(Excerpts from location labeling data)
┌────────
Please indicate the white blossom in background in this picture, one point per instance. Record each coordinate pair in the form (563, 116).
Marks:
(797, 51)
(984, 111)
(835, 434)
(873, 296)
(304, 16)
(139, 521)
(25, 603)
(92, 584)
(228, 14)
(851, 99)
└────────
Exercise goal
Copy out all of the lines above, requests included, and rescale every coordinate in the marks by multiplying it by 0.85, rounding to whole numbers with halves going up. Leave the numbers in the requests, including the sample pair, as they are.

Correct output
Please indicate the white blossom in background in this picture, one point per instance. Record each coordinate pair in the form (563, 116).
Marks:
(677, 43)
(836, 94)
(710, 369)
(742, 252)
(258, 14)
(118, 443)
(21, 513)
(78, 496)
(194, 12)
(723, 84)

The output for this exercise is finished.